◆ TASK TO CARRY OUT
Nothing but the pictures should be left out when you copy the records exactly.

◆ LISTED ENTRIES
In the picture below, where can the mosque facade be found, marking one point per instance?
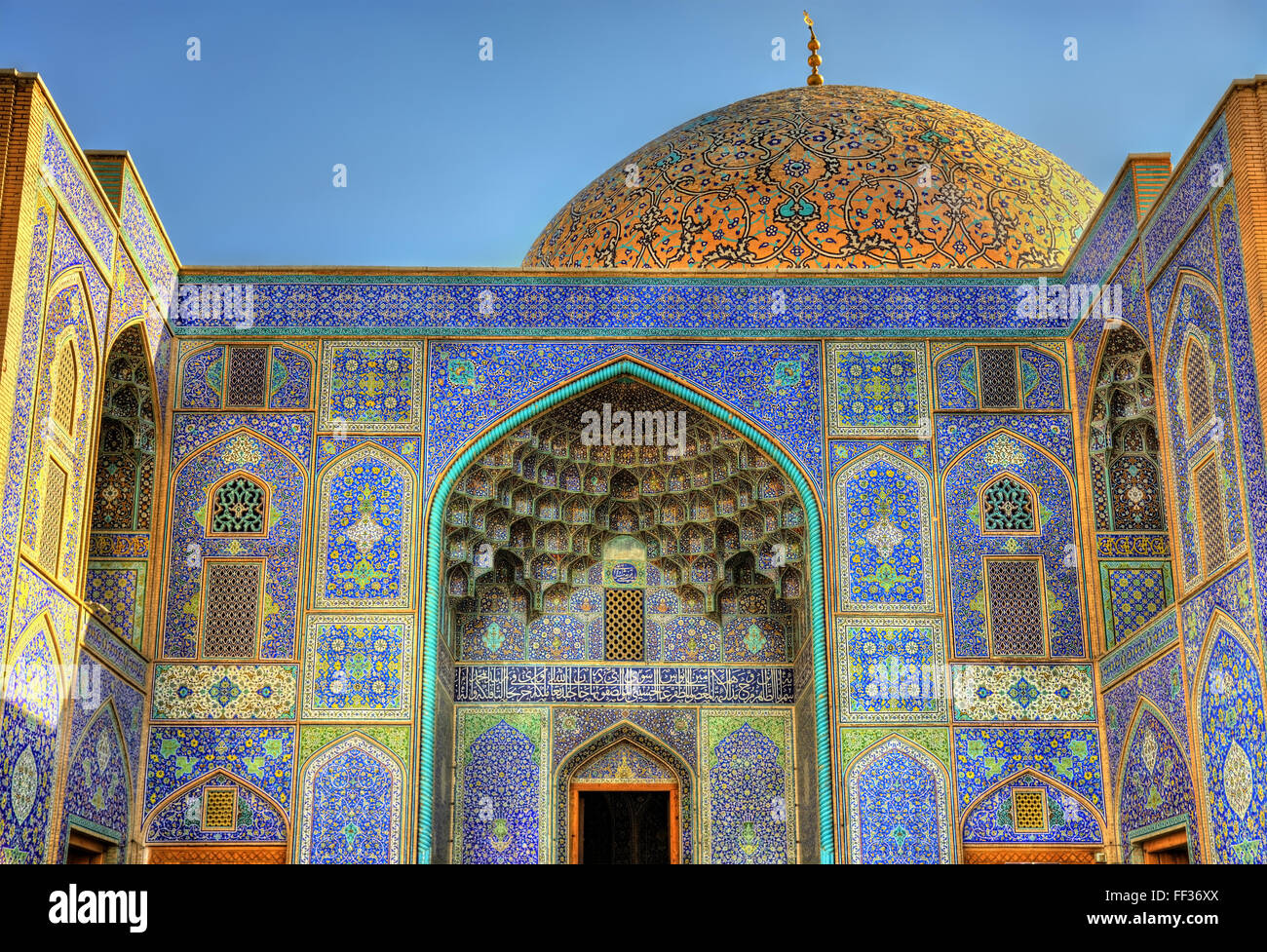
(841, 478)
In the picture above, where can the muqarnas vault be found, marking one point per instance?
(316, 566)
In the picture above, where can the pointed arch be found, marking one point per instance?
(226, 437)
(624, 732)
(30, 715)
(1144, 704)
(90, 800)
(368, 828)
(866, 524)
(265, 462)
(1138, 816)
(1047, 593)
(41, 627)
(933, 824)
(1042, 778)
(1025, 495)
(227, 493)
(507, 424)
(1227, 715)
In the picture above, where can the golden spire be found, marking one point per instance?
(815, 59)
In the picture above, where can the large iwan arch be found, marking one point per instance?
(434, 558)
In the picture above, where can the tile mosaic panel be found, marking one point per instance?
(1068, 820)
(1069, 756)
(353, 812)
(1247, 386)
(224, 692)
(12, 491)
(1022, 693)
(885, 536)
(877, 390)
(501, 798)
(74, 185)
(1156, 786)
(1233, 741)
(967, 544)
(180, 820)
(359, 667)
(473, 384)
(606, 749)
(1133, 593)
(747, 777)
(371, 386)
(616, 684)
(892, 671)
(121, 588)
(262, 756)
(898, 805)
(191, 546)
(365, 529)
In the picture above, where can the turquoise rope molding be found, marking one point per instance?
(435, 534)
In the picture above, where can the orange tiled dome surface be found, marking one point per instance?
(826, 177)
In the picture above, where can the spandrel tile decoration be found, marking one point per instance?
(843, 477)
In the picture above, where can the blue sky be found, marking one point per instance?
(454, 161)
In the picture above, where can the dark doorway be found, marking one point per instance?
(628, 827)
(1169, 849)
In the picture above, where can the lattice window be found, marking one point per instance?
(1029, 811)
(51, 515)
(624, 625)
(231, 608)
(1196, 381)
(66, 376)
(997, 372)
(1209, 487)
(237, 508)
(1008, 506)
(219, 808)
(1015, 596)
(248, 376)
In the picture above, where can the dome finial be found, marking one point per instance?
(815, 59)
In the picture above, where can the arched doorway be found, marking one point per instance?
(625, 799)
(697, 544)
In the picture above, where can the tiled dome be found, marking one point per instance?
(825, 177)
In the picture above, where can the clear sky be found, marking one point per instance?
(452, 160)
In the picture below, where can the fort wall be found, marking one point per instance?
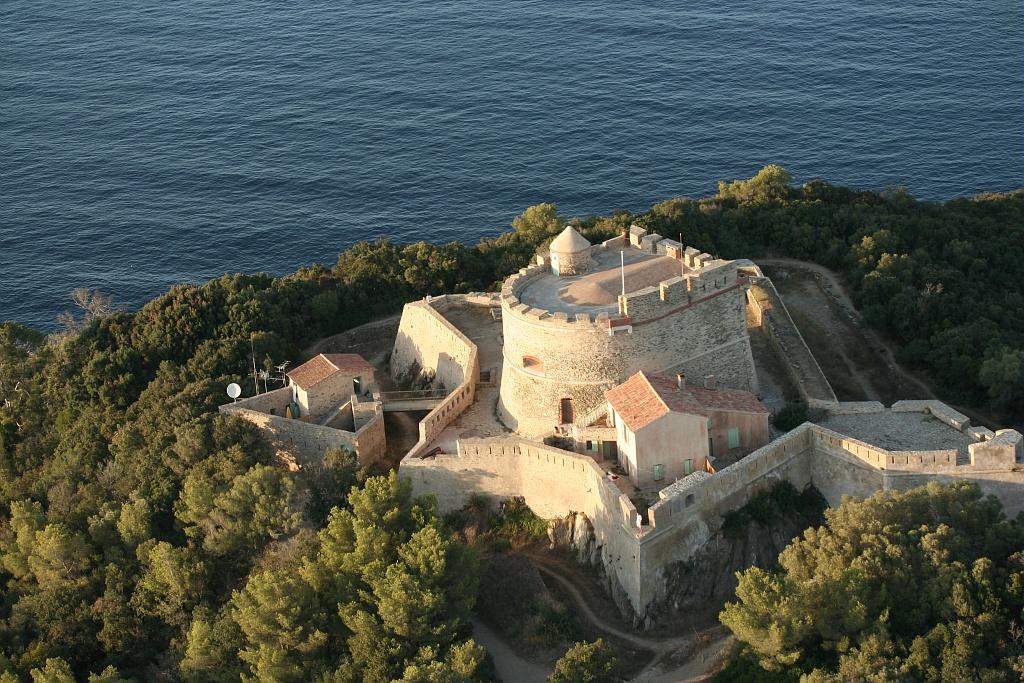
(553, 482)
(637, 555)
(784, 337)
(428, 342)
(300, 442)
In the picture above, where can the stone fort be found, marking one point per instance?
(523, 378)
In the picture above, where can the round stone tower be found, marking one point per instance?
(566, 342)
(569, 253)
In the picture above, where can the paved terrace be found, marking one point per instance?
(598, 290)
(901, 431)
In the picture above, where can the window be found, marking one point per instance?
(567, 412)
(532, 364)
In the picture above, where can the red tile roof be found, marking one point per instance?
(324, 366)
(643, 398)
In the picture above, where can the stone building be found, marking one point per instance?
(328, 380)
(569, 253)
(567, 340)
(667, 430)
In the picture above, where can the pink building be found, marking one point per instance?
(667, 429)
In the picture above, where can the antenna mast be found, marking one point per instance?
(252, 345)
(682, 263)
(622, 268)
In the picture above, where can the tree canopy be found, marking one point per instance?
(920, 586)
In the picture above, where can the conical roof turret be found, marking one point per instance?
(569, 242)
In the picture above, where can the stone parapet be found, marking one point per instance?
(936, 409)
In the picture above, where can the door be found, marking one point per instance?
(567, 416)
(610, 450)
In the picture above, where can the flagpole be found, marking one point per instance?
(622, 267)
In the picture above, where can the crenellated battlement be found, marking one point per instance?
(700, 275)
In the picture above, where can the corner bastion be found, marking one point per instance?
(566, 340)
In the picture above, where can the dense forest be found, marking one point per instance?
(924, 586)
(145, 537)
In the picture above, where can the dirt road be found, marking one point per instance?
(673, 659)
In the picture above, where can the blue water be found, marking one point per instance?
(148, 142)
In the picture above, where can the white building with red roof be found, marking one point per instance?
(667, 429)
(328, 380)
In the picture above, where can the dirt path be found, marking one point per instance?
(510, 667)
(888, 378)
(835, 290)
(689, 660)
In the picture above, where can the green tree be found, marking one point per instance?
(587, 663)
(926, 584)
(259, 506)
(1003, 376)
(283, 627)
(172, 584)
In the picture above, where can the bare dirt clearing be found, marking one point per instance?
(857, 363)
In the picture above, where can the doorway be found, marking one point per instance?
(566, 411)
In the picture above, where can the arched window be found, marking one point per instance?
(532, 364)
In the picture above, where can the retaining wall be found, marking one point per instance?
(788, 344)
(428, 341)
(690, 511)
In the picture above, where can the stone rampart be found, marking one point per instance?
(936, 409)
(784, 337)
(428, 343)
(554, 482)
(637, 555)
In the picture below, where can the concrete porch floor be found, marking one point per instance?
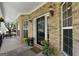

◆ SOLUTION
In the picture below, where can the mosque facade be found, marking one point per instance?
(841, 478)
In the picture above, where can the muqarnas vault be found, marking one point per instance?
(316, 566)
In the picture above, where can the pointed arch be found, marking one point per instance?
(226, 437)
(624, 732)
(30, 715)
(1144, 704)
(90, 800)
(368, 828)
(866, 524)
(265, 462)
(1138, 816)
(1047, 593)
(41, 627)
(933, 824)
(1042, 778)
(1025, 495)
(227, 493)
(507, 424)
(1227, 715)
In the picture above, where can the golden spire be found, marking one point per instance?
(815, 59)
In the picture above, where can the large iwan arch be found, marking one point per instance?
(434, 558)
In the picture above, where can the tile mosaic panel be found, marking one point per instance?
(1068, 820)
(1069, 756)
(353, 812)
(1247, 386)
(224, 692)
(12, 491)
(1022, 693)
(885, 536)
(877, 390)
(501, 798)
(74, 185)
(1156, 786)
(1233, 741)
(967, 544)
(180, 820)
(359, 667)
(473, 384)
(606, 749)
(1133, 593)
(747, 777)
(371, 386)
(616, 684)
(892, 671)
(121, 588)
(262, 756)
(898, 805)
(191, 546)
(365, 529)
In the picture above, where can the turquoise rope molding be found, marking one point per instance?
(435, 534)
In the picture above, where can the orange tiled dome surface be found, marking one point per instance?
(826, 177)
In the picture above, where can the spandrel tile decoration be found, marking one point per instance?
(843, 477)
In the picture above, where can the blue sky be found, marking one point per instance?
(454, 161)
In the picture above, where can the dark doorway be found, marking one point per instance?
(628, 827)
(1169, 849)
In the picture above, where can the lattice window be found, marking one point per instance?
(1029, 811)
(51, 515)
(624, 625)
(231, 608)
(1196, 381)
(66, 376)
(997, 372)
(1209, 487)
(237, 508)
(1008, 506)
(219, 808)
(1015, 596)
(248, 376)
In the picture above, where can the dome finial be found, marking one point per instance?
(815, 59)
In the picture above, where can the arched doorway be found, marking one point per instance?
(625, 799)
(697, 544)
In the picture above, where can the tiled dome be found, marking one point per instance?
(825, 177)
In the picture above, where can the clear sky be found, marking one point per instance?
(452, 160)
In the picture below, where can the fort wall be found, marking one point per instance?
(553, 482)
(637, 555)
(784, 337)
(428, 342)
(300, 442)
In the picture above, where can the stone fort be found, marking one point per instance?
(523, 378)
In the picture above, where can the round stone tower be found, marking one point per instance?
(566, 342)
(569, 253)
In the picture above, where can the paved terrace be found, marking one point per instance?
(598, 290)
(901, 431)
In the picture above, where can the window be found, marking one point per instance?
(567, 412)
(532, 364)
In the picture above, where can the red tile roof be found, marking one point per instance?
(324, 366)
(643, 398)
In the picture above, where can the stone building be found, marking one point per instance?
(328, 380)
(569, 253)
(567, 340)
(667, 430)
In the picture above, where can the pink building be found, marking one point per instance?
(667, 429)
In the picture above, where can the antenna mast be found, marking one point per instance?
(252, 345)
(682, 263)
(622, 268)
In the picture above, where can the tree canopy be found, marking one point per instance?
(920, 586)
In the picture above, where can the conical roof turret be found, marking one point per instance?
(569, 242)
In the picture above, where can the stone parapet be found, marking one point per instance?
(936, 409)
In the picture above, where can the door be found, marking one point per instance?
(567, 416)
(610, 450)
In the picture above, where can the flagpole be found, marking one point per instance?
(622, 267)
In the picture above, where can the crenellated battlement be found, marking one point per instance?
(700, 275)
In the picture above, where can the corner bastion be found, marking one point per instance?
(566, 340)
In the picture above, where can the dense forest be found, marking one point per instance?
(924, 586)
(145, 537)
In the picture above, where can the dirt road be found, marking one point per instance?
(673, 659)
In the picture above, where can the blue water be found, marking one point per instance?
(148, 142)
In the picture above, where can the white building with red roof be found, marking one point per instance?
(667, 429)
(328, 380)
In the picture above, where can the dirt path be found, marking one point per instance?
(510, 667)
(888, 378)
(835, 290)
(689, 660)
In the picture above, where can the green tree be found, marking one point per instance?
(587, 663)
(926, 584)
(259, 506)
(1003, 376)
(283, 627)
(172, 584)
In the picture above, where can the bare dirt clearing be found, marking one point per instance?
(857, 363)
In the picture above, where can the doorway be found, marking one point per instance?
(566, 411)
In the picture above, where can the arched window be found, marking one point per instance?
(532, 364)
In the picture above, where can the retaining wall be found, marking one point per instance?
(788, 344)
(428, 341)
(690, 511)
In the picture above, where can the stone rampart be found, marking one point per instance?
(936, 409)
(784, 337)
(428, 343)
(554, 482)
(637, 555)
In the picture below, where can the concrete porch floor be found, marking one point per instance?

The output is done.